Goal of the exercise:
Your copy must hold all of the data below, unchanged and without images.

Records shown:

▼▼▼

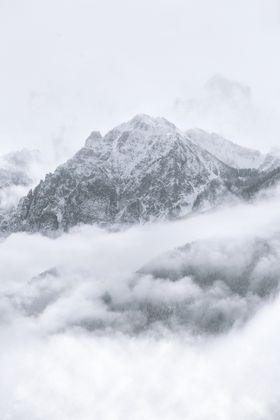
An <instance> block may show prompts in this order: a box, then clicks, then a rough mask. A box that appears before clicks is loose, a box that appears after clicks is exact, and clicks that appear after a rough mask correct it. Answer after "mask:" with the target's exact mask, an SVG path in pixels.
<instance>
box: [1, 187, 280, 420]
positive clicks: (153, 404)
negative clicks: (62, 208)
mask: <svg viewBox="0 0 280 420" xmlns="http://www.w3.org/2000/svg"><path fill="white" fill-rule="evenodd" d="M279 204H280V203H279V198H277V195H276V196H274V197H271V198H270V199H267V198H266V199H265V200H259V201H258V202H257V203H254V204H244V205H243V204H240V205H236V206H235V207H229V208H223V209H219V210H216V211H213V212H211V213H205V214H201V215H198V216H195V217H192V218H188V219H185V220H181V221H178V222H173V223H163V224H162V223H157V224H147V225H144V226H136V227H133V228H131V229H127V230H122V231H118V232H106V231H105V230H101V229H98V228H95V227H80V228H76V229H74V230H72V231H70V232H69V233H67V234H64V235H62V236H60V237H58V238H57V239H51V238H48V237H45V236H41V235H27V234H23V233H19V234H13V235H11V236H10V237H9V238H7V239H5V240H3V241H2V242H1V244H0V266H1V309H0V310H1V326H0V334H1V359H0V369H1V379H0V387H1V388H0V392H1V401H0V414H1V418H7V419H13V420H14V419H20V420H23V419H28V420H30V419H42V420H45V419H46V420H47V419H49V418H50V417H51V418H53V419H59V420H63V419H65V420H66V419H67V420H68V419H76V418H81V419H91V418H93V417H94V418H95V417H98V418H99V419H118V418H122V417H125V418H130V419H142V418H153V419H159V418H163V419H173V418H174V419H182V418H190V419H205V420H208V419H209V418H212V417H215V418H220V419H235V418H239V419H245V420H248V419H250V420H251V419H264V418H265V419H267V418H269V419H277V418H278V417H279V412H280V411H279V410H280V403H279V401H280V400H279V393H278V389H279V386H280V370H279V363H278V354H279V350H280V348H279V344H280V343H279V339H278V334H277V329H278V324H279V313H280V311H279V305H280V296H279V295H278V284H279V277H278V276H279V254H280V236H279V228H278V226H279V212H278V210H277V209H278V208H279ZM189 243H192V245H191V246H190V249H189V250H188V253H186V254H184V251H185V248H186V247H184V246H185V244H189ZM176 247H181V248H179V250H177V251H174V249H175V248H176ZM182 247H183V248H182ZM187 248H188V247H187ZM170 251H171V253H170ZM166 253H167V254H166ZM178 253H179V254H178ZM190 267H191V269H190ZM188 270H189V272H187V271H188ZM207 272H208V273H209V277H208V280H207V281H208V283H207V284H204V285H203V284H202V283H201V281H202V282H203V279H204V275H205V273H207ZM209 278H210V280H209ZM236 280H239V281H240V280H244V283H245V285H246V287H245V289H246V290H245V289H244V288H241V289H239V286H238V281H237V282H236ZM264 285H265V287H264V288H263V286H264ZM211 308H212V310H213V308H215V310H218V316H216V315H217V314H213V313H211ZM168 311H169V312H168ZM170 311H171V312H170ZM172 311H173V312H172ZM182 311H185V312H182ZM186 311H189V312H188V313H187V312H186ZM166 315H168V316H166ZM203 315H205V316H203ZM203 319H204V320H205V319H212V321H213V320H214V321H213V322H212V324H211V323H210V324H207V323H206V324H205V323H203ZM217 320H218V323H217ZM221 321H222V322H221ZM215 322H216V323H215ZM219 322H220V323H219ZM213 325H214V328H213ZM215 326H218V328H216V327H215Z"/></svg>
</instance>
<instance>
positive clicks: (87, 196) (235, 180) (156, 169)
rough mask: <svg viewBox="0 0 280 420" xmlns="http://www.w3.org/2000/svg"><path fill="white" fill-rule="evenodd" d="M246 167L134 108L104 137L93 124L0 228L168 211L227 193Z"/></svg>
mask: <svg viewBox="0 0 280 420" xmlns="http://www.w3.org/2000/svg"><path fill="white" fill-rule="evenodd" d="M248 175H250V174H249V173H248V172H246V171H245V172H244V173H243V174H242V173H241V172H240V171H237V170H236V169H234V168H231V167H229V166H228V165H226V164H225V163H223V162H221V161H220V160H219V159H217V158H216V157H214V156H213V155H211V154H210V153H209V152H208V151H206V150H204V149H202V148H201V147H200V146H199V145H196V144H194V143H193V142H192V141H191V140H190V139H189V138H188V137H187V136H186V135H185V134H184V133H182V132H181V131H179V130H178V129H177V128H176V127H175V126H174V125H173V124H172V123H170V122H169V121H167V120H165V119H164V118H152V117H149V116H147V115H137V116H136V117H134V118H133V119H132V120H130V121H129V122H127V123H124V124H121V125H119V126H117V127H115V128H114V129H113V130H111V131H110V132H109V133H107V134H106V135H105V136H104V137H102V136H101V134H100V133H99V132H93V133H92V134H91V135H90V136H89V138H88V139H87V140H86V142H85V145H84V147H83V148H82V149H81V150H79V151H78V153H76V154H75V155H74V156H73V158H71V159H70V160H68V161H67V162H66V163H65V164H63V165H61V166H59V167H58V168H57V169H56V170H55V172H54V173H52V174H48V175H47V176H46V178H45V180H44V181H41V182H40V183H39V185H37V187H36V188H35V189H34V190H33V191H30V192H29V194H28V195H27V196H26V197H25V198H23V199H22V200H21V202H20V204H19V206H18V209H17V211H16V212H15V214H14V215H13V217H12V218H10V219H9V220H8V221H6V222H5V223H4V224H3V223H2V230H8V231H11V230H27V231H48V230H57V229H63V230H66V229H68V228H69V227H71V226H75V225H77V224H79V223H99V224H111V223H135V222H141V221H151V220H155V219H159V218H176V217H180V216H183V215H185V214H187V213H189V212H191V211H192V210H193V209H197V208H209V207H213V206H214V205H216V204H217V203H219V202H222V201H224V200H225V198H226V197H227V198H233V197H234V196H235V194H236V193H237V192H238V186H239V184H240V183H241V184H242V183H243V182H244V180H246V179H247V178H248Z"/></svg>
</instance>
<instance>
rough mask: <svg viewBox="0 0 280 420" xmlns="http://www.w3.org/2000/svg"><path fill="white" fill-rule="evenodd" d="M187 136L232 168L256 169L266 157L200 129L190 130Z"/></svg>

▲▲▲

Answer to the problem:
An <instance> block may show prompts in this order: a box, then clicks, then a rough mask. A box that appears before clicks is loose, a box that appears after clicks is exact, and clicks that appear after a rough mask correct it. Answer after "mask:" with the target's exact mask, an SVG path in pixels.
<instance>
box: [1, 187, 280, 420]
positive clicks: (153, 404)
negative clicks: (62, 208)
mask: <svg viewBox="0 0 280 420" xmlns="http://www.w3.org/2000/svg"><path fill="white" fill-rule="evenodd" d="M279 204H280V203H279V198H277V195H276V196H274V197H271V198H270V199H267V198H266V199H265V200H259V201H258V202H257V203H254V204H244V205H243V204H240V205H236V206H235V207H229V208H223V209H219V210H216V211H213V212H211V213H205V214H201V215H198V216H195V217H192V218H188V219H185V220H181V221H178V222H173V223H163V224H162V223H157V224H147V225H144V226H136V227H133V228H131V229H127V230H122V231H118V232H106V231H105V230H101V229H98V228H95V227H80V228H76V229H74V230H72V231H70V232H69V233H67V234H64V235H62V236H60V237H58V238H57V239H51V238H48V237H45V236H41V235H27V234H23V233H19V234H13V235H11V236H10V237H9V238H7V239H5V240H3V241H2V242H1V244H0V266H1V309H0V310H1V326H0V334H1V359H0V369H1V379H0V387H1V388H0V392H1V401H0V414H1V418H7V419H13V420H14V419H20V420H23V419H28V420H30V419H42V420H45V419H46V420H47V419H49V418H50V417H51V418H53V419H59V420H63V419H65V420H66V419H67V420H68V419H76V418H81V419H91V418H93V417H94V418H95V417H98V418H99V419H118V418H122V417H125V418H130V419H142V418H153V419H159V418H163V419H173V418H174V419H182V418H190V419H205V420H208V419H209V418H212V417H215V418H220V419H235V418H239V419H245V420H248V419H250V420H251V419H264V418H265V419H267V418H269V419H277V418H278V417H279V412H280V411H279V410H280V403H279V401H280V400H279V393H278V389H279V386H280V370H279V363H278V354H279V350H280V348H279V344H280V343H279V339H278V334H277V329H278V324H279V313H280V311H279V305H280V296H279V295H278V284H279V277H278V276H279V254H280V236H279V228H278V226H279V212H278V210H277V209H278V208H279ZM189 243H192V245H191V246H190V249H189V250H188V253H186V254H184V251H185V248H186V247H184V246H185V244H189ZM176 247H181V248H179V250H177V251H174V249H175V248H176ZM182 247H183V248H182ZM187 248H188V247H187ZM170 251H171V253H170ZM166 253H167V254H166ZM178 253H179V254H178ZM190 267H191V269H190ZM188 270H189V272H187V271H188ZM207 272H208V273H209V277H208V280H207V281H208V283H207V284H204V285H203V284H202V283H201V281H202V282H203V279H204V275H205V273H207ZM209 278H210V280H209ZM236 280H239V281H240V280H244V283H245V285H246V287H245V289H246V290H245V289H244V288H241V289H239V286H238V281H237V282H236ZM264 285H265V287H264V288H263V286H264ZM211 308H212V310H213V308H215V310H218V316H216V315H217V314H213V313H211ZM168 311H169V312H168ZM170 311H171V312H170ZM172 311H173V312H172ZM182 311H185V312H182ZM186 311H189V312H188V313H187V312H186ZM166 315H168V316H166ZM203 315H205V316H203ZM203 319H204V320H205V319H212V321H213V320H214V321H213V322H212V324H211V323H210V324H207V323H206V324H205V323H203ZM217 320H218V323H217ZM221 321H222V322H221ZM215 322H216V323H215ZM219 322H220V323H219ZM213 325H214V328H213ZM215 326H218V328H216V327H215Z"/></svg>
</instance>
<instance>
positive clicks: (87, 196) (235, 180) (156, 169)
rough mask: <svg viewBox="0 0 280 420" xmlns="http://www.w3.org/2000/svg"><path fill="white" fill-rule="evenodd" d="M246 167L134 108L104 137L93 124L0 228L168 211L227 193Z"/></svg>
mask: <svg viewBox="0 0 280 420" xmlns="http://www.w3.org/2000/svg"><path fill="white" fill-rule="evenodd" d="M248 175H250V174H249V173H248V172H246V171H245V172H244V173H243V174H242V173H241V172H240V171H237V170H236V169H234V168H231V167H229V166H228V165H226V164H225V163H223V162H221V161H220V160H219V159H217V158H216V157H214V156H213V155H211V154H210V153H209V152H208V151H206V150H204V149H202V148H201V147H200V146H199V145H196V144H194V143H193V142H192V141H191V140H190V139H189V138H188V137H187V136H186V135H185V134H184V133H182V132H181V131H179V130H178V129H177V128H176V127H175V126H174V125H173V124H172V123H170V122H169V121H167V120H165V119H164V118H152V117H149V116H147V115H137V116H136V117H134V118H133V119H132V120H130V121H129V122H127V123H124V124H121V125H119V126H117V127H115V128H114V129H113V130H111V131H110V132H109V133H107V134H106V135H105V136H104V137H102V136H101V134H100V133H99V132H93V133H92V134H91V135H90V136H89V138H88V139H87V140H86V142H85V145H84V147H83V148H82V149H81V150H79V151H78V153H76V154H75V155H74V156H73V158H71V159H70V160H68V161H67V162H66V163H65V164H63V165H61V166H59V167H58V168H57V169H56V170H55V172H54V173H52V174H48V175H47V176H46V178H45V180H44V181H41V182H40V183H39V185H37V187H36V188H35V189H34V190H33V191H30V192H29V194H28V195H27V196H26V197H25V198H23V199H22V200H21V202H20V204H19V206H18V209H17V211H16V212H15V214H14V215H13V217H12V218H10V219H9V220H8V221H6V222H5V223H4V224H3V223H2V230H8V231H11V230H27V231H48V230H57V229H63V230H66V229H68V228H69V227H71V226H75V225H77V224H79V223H99V224H111V223H135V222H141V221H151V220H155V219H159V218H176V217H180V216H183V215H185V214H187V213H189V212H191V211H192V210H193V209H197V208H209V207H213V206H214V205H216V204H217V203H219V202H222V201H224V200H225V198H226V197H227V198H233V197H234V196H235V194H236V193H237V192H238V186H239V184H240V183H241V184H242V183H243V182H244V180H246V179H247V178H248Z"/></svg>
</instance>
<instance>
rough mask: <svg viewBox="0 0 280 420" xmlns="http://www.w3.org/2000/svg"><path fill="white" fill-rule="evenodd" d="M187 136L232 168L256 169L266 157L200 129L190 130Z"/></svg>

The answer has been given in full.